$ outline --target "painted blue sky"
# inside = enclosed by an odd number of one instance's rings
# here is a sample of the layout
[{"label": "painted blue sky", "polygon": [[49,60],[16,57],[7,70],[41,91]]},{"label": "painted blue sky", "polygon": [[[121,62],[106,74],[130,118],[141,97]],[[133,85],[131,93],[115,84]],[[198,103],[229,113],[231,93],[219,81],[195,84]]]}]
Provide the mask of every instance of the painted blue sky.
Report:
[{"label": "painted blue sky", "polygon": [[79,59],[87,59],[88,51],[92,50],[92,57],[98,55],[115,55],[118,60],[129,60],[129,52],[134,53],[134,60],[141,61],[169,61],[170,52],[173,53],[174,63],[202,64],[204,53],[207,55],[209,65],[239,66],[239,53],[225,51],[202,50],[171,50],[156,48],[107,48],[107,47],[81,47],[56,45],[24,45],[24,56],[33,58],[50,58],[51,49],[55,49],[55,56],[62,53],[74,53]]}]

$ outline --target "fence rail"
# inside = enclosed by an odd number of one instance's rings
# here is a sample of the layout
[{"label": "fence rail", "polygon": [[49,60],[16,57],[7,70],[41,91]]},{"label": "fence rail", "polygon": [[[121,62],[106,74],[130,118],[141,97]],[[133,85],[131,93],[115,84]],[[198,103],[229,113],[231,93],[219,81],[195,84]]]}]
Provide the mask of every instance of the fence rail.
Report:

· · · · ·

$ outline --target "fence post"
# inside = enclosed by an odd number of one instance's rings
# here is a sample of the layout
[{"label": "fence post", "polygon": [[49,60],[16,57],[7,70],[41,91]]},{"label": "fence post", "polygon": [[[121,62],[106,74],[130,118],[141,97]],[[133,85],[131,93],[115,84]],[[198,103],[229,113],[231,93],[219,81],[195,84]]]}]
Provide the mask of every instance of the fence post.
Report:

· · · · ·

Task statement |
How many lines of the listing above contain the word "painted"? Reply with the number only.

Solution below |
4